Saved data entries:
• • •

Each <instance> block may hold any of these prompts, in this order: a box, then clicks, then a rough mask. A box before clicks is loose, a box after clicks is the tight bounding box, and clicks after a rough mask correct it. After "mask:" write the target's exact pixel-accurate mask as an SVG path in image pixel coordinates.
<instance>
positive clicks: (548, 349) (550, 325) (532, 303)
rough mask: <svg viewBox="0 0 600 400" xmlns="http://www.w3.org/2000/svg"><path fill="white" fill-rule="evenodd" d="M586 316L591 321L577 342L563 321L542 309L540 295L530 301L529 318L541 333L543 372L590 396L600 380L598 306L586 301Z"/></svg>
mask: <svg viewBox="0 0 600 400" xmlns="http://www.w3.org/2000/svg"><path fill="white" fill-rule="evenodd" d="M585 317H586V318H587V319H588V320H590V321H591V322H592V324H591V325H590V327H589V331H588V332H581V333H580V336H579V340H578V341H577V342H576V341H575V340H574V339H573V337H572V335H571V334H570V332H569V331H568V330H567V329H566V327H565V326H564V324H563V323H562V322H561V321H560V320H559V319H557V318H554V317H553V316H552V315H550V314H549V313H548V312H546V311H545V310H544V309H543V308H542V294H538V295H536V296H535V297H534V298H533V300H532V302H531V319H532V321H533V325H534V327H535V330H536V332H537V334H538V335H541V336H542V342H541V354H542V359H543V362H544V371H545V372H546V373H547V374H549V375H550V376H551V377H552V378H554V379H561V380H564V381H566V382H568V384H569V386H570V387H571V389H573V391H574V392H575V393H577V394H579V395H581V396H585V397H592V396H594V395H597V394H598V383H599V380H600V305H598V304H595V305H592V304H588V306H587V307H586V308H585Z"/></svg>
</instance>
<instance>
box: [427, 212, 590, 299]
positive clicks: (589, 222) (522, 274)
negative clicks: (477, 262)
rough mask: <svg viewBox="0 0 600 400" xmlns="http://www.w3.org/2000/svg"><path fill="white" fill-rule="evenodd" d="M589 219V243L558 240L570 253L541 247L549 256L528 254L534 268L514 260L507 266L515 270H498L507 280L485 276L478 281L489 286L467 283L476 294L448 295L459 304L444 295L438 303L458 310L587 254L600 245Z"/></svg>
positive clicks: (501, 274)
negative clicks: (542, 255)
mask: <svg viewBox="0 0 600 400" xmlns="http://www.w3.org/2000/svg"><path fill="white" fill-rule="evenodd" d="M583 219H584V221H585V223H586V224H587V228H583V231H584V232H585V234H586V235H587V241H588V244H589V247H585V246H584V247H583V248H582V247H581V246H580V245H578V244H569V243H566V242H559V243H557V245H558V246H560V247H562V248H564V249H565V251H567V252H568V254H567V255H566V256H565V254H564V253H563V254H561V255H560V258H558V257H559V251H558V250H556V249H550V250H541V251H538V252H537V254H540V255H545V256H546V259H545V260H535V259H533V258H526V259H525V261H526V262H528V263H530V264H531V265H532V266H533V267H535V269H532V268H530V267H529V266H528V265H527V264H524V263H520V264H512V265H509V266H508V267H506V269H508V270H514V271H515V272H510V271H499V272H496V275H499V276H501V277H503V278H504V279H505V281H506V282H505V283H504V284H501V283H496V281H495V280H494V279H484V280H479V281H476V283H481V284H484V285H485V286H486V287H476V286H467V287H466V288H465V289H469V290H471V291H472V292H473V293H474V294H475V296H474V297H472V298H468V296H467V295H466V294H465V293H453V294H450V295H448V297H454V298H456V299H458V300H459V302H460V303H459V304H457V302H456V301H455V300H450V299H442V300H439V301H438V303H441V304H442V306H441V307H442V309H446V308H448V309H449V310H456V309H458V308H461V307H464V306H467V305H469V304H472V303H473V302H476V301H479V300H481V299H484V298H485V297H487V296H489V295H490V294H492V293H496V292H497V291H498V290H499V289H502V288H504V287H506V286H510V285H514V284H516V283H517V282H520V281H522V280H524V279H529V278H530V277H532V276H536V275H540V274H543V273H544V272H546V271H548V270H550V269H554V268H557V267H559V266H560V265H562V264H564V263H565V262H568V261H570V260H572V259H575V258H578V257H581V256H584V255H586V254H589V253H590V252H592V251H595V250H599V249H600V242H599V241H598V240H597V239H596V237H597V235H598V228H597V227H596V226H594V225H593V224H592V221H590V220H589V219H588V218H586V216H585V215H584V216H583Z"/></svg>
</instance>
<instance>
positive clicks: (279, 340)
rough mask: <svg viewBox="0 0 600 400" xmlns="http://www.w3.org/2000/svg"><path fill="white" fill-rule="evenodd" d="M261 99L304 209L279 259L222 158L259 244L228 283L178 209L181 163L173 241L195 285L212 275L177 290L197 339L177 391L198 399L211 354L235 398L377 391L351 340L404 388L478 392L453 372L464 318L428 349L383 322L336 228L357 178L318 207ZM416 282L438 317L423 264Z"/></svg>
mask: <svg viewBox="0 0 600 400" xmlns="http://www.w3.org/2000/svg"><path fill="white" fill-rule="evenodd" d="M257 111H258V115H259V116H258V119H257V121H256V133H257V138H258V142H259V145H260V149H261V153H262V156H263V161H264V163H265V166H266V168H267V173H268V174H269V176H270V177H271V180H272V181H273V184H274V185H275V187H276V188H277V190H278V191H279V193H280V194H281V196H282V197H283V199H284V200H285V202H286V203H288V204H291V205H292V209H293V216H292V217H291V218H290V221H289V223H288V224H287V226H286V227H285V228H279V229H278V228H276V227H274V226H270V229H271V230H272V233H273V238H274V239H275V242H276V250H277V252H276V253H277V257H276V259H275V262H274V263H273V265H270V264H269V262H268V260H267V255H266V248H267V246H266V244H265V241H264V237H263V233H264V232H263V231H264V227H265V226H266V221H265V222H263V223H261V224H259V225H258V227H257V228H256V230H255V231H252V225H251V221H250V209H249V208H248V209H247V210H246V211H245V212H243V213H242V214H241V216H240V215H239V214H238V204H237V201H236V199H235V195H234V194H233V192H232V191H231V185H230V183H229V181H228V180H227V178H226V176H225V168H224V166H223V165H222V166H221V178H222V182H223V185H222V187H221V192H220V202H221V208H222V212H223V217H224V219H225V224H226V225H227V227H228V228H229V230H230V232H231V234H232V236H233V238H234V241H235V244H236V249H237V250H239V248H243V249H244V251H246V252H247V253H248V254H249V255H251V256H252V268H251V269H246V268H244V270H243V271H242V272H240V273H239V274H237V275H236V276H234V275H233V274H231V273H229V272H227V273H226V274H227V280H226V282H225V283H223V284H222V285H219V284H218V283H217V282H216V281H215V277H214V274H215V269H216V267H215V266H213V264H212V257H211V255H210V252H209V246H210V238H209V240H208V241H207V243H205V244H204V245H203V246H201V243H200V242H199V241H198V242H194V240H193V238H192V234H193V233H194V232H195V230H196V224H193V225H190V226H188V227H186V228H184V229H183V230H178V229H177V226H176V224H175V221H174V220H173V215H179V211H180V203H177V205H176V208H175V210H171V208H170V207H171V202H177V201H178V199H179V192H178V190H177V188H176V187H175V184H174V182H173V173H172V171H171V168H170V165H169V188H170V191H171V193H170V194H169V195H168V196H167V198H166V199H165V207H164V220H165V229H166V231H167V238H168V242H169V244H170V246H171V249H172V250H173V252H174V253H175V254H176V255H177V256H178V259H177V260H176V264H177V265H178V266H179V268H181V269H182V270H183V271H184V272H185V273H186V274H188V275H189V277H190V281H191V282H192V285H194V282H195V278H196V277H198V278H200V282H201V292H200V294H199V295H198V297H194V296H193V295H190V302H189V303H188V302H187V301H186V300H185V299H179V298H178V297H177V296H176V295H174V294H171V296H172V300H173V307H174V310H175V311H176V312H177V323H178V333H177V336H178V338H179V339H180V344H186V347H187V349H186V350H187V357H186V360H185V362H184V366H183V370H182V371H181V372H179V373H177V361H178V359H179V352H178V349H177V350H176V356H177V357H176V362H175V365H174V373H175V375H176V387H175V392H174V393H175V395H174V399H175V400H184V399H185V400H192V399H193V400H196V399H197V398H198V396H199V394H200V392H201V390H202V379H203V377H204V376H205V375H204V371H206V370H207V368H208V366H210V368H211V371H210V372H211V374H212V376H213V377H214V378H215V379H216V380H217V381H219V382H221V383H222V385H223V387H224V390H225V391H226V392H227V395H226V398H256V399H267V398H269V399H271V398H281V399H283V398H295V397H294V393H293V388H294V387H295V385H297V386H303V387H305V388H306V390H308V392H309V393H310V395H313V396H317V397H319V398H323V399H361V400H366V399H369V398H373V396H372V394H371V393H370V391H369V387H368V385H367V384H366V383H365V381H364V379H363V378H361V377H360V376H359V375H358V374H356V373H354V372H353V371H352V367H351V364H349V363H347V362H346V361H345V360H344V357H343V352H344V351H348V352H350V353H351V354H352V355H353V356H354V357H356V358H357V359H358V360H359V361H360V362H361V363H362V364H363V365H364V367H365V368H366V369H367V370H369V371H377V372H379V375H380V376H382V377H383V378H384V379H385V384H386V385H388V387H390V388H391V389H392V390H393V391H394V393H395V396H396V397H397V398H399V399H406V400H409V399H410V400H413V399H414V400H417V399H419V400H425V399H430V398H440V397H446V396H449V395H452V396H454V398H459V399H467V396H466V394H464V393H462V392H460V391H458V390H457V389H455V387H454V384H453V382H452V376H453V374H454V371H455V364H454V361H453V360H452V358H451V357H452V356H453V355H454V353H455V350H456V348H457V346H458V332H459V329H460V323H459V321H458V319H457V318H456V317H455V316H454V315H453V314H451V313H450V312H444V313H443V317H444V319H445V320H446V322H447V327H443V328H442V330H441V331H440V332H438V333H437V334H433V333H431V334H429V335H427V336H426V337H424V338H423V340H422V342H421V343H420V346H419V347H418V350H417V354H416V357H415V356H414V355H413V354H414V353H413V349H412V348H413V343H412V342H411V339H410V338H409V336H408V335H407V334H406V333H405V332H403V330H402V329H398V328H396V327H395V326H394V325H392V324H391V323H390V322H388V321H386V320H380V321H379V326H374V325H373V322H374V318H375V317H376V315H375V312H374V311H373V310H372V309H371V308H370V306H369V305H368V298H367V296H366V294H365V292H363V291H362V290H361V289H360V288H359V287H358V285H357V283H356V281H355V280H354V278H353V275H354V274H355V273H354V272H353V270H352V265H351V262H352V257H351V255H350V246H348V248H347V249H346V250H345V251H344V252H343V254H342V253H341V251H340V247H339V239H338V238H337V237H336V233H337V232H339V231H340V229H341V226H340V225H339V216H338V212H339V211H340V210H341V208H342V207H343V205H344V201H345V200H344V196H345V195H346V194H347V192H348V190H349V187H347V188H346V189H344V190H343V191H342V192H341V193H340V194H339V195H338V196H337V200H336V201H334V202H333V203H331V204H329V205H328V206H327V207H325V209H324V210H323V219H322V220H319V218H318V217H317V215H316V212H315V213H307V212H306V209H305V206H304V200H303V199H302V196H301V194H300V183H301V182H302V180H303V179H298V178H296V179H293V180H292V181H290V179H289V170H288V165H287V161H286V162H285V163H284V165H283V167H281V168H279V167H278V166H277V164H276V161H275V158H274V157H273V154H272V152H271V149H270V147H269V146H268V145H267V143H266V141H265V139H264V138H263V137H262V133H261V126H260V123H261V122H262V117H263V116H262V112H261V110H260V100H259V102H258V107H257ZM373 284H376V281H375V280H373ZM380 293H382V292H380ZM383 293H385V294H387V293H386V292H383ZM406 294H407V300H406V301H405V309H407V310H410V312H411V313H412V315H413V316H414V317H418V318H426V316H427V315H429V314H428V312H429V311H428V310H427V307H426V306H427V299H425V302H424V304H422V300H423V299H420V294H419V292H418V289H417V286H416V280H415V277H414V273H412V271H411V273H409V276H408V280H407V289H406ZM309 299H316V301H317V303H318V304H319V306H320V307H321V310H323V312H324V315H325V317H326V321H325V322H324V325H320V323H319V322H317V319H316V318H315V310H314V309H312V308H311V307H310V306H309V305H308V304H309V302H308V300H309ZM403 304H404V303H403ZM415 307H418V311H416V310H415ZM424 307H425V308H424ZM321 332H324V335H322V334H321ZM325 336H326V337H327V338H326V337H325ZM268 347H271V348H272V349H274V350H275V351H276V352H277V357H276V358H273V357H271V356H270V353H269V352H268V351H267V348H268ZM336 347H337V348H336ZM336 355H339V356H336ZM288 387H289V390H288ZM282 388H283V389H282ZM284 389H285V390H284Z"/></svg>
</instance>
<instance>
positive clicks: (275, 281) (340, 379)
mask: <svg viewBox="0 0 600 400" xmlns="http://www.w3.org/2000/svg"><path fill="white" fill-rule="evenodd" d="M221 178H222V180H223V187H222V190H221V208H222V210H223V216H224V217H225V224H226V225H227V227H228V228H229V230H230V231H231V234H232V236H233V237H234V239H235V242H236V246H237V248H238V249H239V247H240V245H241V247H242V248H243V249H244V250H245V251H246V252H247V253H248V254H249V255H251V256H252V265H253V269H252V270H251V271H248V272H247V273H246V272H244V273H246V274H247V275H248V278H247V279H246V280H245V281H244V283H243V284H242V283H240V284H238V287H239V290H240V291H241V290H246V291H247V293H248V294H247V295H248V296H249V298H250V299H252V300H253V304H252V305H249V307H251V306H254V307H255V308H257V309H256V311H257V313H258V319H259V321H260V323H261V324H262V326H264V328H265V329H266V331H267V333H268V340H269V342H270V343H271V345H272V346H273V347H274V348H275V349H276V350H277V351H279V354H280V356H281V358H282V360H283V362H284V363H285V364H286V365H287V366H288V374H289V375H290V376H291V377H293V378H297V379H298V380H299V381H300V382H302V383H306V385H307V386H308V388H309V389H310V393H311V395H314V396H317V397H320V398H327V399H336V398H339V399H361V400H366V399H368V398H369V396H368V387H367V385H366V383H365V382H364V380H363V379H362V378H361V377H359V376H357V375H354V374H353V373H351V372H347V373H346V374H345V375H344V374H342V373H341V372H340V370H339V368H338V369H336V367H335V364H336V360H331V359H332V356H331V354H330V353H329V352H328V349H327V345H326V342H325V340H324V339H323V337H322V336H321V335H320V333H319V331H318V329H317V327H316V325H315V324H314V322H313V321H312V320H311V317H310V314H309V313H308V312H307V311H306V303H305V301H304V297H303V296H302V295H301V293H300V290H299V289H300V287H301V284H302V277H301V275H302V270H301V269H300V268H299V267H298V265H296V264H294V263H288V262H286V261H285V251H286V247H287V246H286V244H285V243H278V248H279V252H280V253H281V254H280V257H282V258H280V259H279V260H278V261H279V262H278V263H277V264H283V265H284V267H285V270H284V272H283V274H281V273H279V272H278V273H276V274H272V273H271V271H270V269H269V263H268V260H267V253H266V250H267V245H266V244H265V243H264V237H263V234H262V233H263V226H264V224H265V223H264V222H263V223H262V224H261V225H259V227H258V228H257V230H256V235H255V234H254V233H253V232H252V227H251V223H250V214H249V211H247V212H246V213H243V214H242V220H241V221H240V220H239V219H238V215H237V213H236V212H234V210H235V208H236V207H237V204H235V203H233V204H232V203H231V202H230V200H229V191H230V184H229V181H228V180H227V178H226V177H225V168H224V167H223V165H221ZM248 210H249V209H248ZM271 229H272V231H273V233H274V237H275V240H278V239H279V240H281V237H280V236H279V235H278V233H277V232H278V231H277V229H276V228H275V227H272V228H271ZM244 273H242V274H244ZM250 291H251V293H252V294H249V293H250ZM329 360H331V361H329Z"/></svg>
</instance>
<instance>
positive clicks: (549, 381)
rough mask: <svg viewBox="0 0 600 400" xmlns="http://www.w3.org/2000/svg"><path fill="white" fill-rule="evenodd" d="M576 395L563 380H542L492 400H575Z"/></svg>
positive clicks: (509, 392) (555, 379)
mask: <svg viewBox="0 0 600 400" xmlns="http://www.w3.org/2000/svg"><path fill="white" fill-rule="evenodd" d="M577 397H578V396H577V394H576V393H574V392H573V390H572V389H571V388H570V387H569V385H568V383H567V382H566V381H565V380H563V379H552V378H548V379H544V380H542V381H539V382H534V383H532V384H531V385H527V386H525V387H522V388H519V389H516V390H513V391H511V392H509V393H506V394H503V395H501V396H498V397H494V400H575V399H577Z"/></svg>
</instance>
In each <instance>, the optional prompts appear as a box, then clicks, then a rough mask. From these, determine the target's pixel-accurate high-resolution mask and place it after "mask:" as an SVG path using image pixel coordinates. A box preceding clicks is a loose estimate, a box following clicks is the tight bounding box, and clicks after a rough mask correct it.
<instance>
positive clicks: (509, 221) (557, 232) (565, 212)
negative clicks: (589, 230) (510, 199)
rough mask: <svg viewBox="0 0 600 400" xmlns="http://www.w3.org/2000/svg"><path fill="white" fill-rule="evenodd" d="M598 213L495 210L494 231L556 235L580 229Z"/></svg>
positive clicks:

• • •

EXERCISE DETAILS: Please give the number of lines above in which the word "bounding" appears, without any other text.

COMPLETED EXERCISE: 2